• _Tâches à réaliser_:
1 – Répondez à ces questions sur la lettre d'Épicure à Ménécée :
(a) Pourquoi n'est-il jamais trop tôt ou trop tard pour philosopher ?
(b) Comment faut-il se représenter un dieu ?
(c) Qui est l'impie ?
2 – Ces affirmations sont-elles conformes à la lettre d'Épicure à Ménécée ? Répondez par oui ou par non, en citant les mots du texte qui tranchent.
(a) Les dieux sont tels que la foule le croit.
(b) Le jeune homme et le vieillard doivent tous deux philosopher.
(c) L'existence des dieux est présentée comme incertaine.
3 – Poursuivez la lettre d'Épicure à Ménécée après sa dernière phrase.

• _Extrait source_:
**********

Epicure à Ménécée, salut.
Epicure à Ménécée,
salut.
Quand on est jeune
il ne faut pas remettre à philosopher, et quand on est vieux il ne faut pas se
lasser de philosopher. Car jamais il n’est trop tôt ou trop tard pour
travailler à la santé de l’âme. Or celui qui dit que l’heure de philosopher
n’est pas encore arrivée ou est passée pour lui, ressemble à un homme qui
dirait que l’heure d’être heureux n’est pas encore venue pour lui ou qu’elle
n’est plus. Le jeune homme et le vieillard doivent donc philosopher l’un et
l’autre, celui- ci pour rajeunir au contact du bien, en se remémorant les jours
agréables du passé ; celui-là afin d’être, quoique jeune, tranquille comme un
ancien en face de l’avenir. Par conséquent il faut méditer sur les causes qui
peuvent produire le bonheur puisque, lorsqu’il est à nous, nous avons tout, et
que, quand il nous manque, nous faisons tout pour l’avoir.
Attache-toi donc aux
enseignements que je n’ai cessé de te donner et que je vais te répéter ;
mets-les en pratique et médite-les, convaincu que ce sont là les principes
nécessaires pour bien vivre. Commence par te persuader qu’un dieu est un vivant
immortel et bienheureux, te conformant en cela à la notion commune qui en est
tracée en nous. N’attribue jamais à un dieu rien qui soit en opposition avec
l’immortalité́ ni en désaccord avec la béatitude ; mais regarde-le toujours
comme possédant tout ce que tu trouveras capable d’assurer son immortalité́ et
sa béatitude. Car les dieux existent, attendu que la connaissance qu’on en a
est évidente.
Mais, quant à leur
nature, ils ne sont pas tels que la foule le croit. Et l’impie n’est pas celui
qui rejette les dieux de la foule : c’est celui qui attribue aux dieux ce que
leur prêtent les opinions de la foule.

**********

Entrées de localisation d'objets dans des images
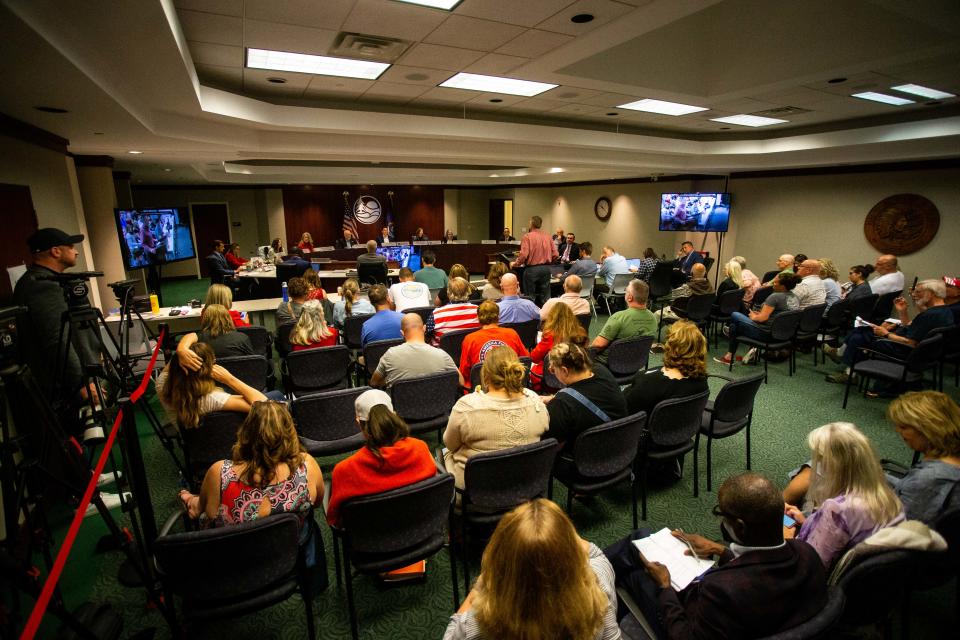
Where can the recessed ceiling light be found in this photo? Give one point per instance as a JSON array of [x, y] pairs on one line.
[[446, 5], [510, 86], [923, 92], [661, 106], [317, 65], [882, 97], [749, 121]]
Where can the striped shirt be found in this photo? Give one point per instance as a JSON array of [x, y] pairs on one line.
[[451, 317]]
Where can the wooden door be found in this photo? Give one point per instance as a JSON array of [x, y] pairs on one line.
[[19, 223], [211, 221]]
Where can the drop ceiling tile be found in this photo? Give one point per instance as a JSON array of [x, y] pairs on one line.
[[220, 55], [473, 33], [393, 19], [328, 14], [259, 34], [603, 11], [525, 14], [435, 56], [496, 64], [534, 43], [415, 75], [222, 7], [209, 27]]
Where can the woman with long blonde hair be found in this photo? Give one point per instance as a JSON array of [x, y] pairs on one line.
[[539, 580], [849, 493]]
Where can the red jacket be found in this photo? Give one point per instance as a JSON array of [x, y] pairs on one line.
[[407, 461]]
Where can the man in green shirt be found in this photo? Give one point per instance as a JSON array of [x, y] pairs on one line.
[[635, 320], [429, 275]]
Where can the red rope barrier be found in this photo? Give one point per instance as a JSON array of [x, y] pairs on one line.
[[40, 608]]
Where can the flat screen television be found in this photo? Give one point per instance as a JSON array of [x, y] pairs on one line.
[[154, 236], [402, 254], [694, 211]]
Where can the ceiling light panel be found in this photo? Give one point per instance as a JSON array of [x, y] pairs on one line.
[[494, 84], [745, 120], [882, 97], [317, 65], [923, 92], [662, 107]]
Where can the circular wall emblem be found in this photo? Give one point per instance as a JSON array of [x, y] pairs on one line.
[[901, 224], [366, 209]]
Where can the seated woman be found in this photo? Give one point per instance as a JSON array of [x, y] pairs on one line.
[[492, 291], [187, 387], [389, 459], [850, 497], [477, 345], [502, 415], [560, 326], [684, 370], [221, 294], [757, 324], [929, 423], [517, 597], [311, 330], [269, 473], [590, 395], [350, 304]]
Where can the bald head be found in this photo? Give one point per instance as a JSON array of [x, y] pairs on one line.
[[573, 284], [509, 284]]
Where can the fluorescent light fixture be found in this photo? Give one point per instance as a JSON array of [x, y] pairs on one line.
[[923, 92], [882, 97], [745, 120], [318, 65], [661, 106], [446, 5], [494, 84]]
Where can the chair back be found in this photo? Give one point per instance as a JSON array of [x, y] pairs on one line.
[[526, 330], [608, 448], [318, 369], [202, 566], [251, 370], [500, 480], [328, 415], [676, 420], [433, 396], [375, 350], [452, 342], [784, 326], [260, 338], [730, 301], [626, 357], [399, 519], [353, 328], [734, 402]]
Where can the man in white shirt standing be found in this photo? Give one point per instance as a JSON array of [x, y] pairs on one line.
[[889, 277]]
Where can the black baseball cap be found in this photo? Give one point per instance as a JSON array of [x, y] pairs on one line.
[[51, 237]]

**********

• _Réponses par tâche_:
1 –
(a) Parce que jamais il n'est trop tôt ou trop tard pour travailler à la santé de l'âme.
(b) Comme un vivant immortel et bienheureux.
(c) Celui qui attribue aux dieux ce que leur prêtent les opinions de la foule.

2 –
(a) Non : « quant à leur nature, ils ne sont pas tels que la foule le croit ».
(b) Oui : « Le jeune homme et le vieillard doivent donc philosopher l’un et l’autre ».
(c) Non : « Car les dieux existent, attendu que la connaissance qu’on en a est évidente. »

3 –
Car les affirmations
de la foule sur les dieux ne sont pas des prénotions, mais bien des
présomptions fausses. Et ces présomptions fausses font que les dieux sont
censés être pour les méchants la source des plus grands maux comme, d’autre
part, pour les bons la source des plus grands biens. Mais la multitude,
incapable de se déprendre de ce qui est chez elle et à ses yeux le propre de la
vertu, n’accepte que des dieux conformes à cet idéal et regarde comme absurde
tout ce qui s’en écarte.
Prends l’habitude de
penser que la mort n’est rien pour nous. Car tout bien et tout mal résident
dans la sensation : or la mort est privation de toute sensibilité́. Par
conséquent, la connaissance de cette vérité́ que la mort n’est rien pour nous,
nous rend capables de jouir de cette vie mortelle, non pas en y ajoutant la
perspective d’une durée infinie, mais en nous enlevant le désir de
l’immortalité́.
Car il ne reste plus
rien à redouter dans la vie, pour qui a vraiment compris que hors de la vie il
n’y a rien de redoutable. On prononce donc de vaines paroles quand on soutient
que la mort est à craindre, non pas parce qu’elle sera douloureuse entant
réalisée, mais parce qu’il est douloureux de l’attendre. Ce serait en effet une
crainte vaine et sans objet que celle qui serait produite par l’attente d’une
chose qui ne cause aucun trouble par sa présence.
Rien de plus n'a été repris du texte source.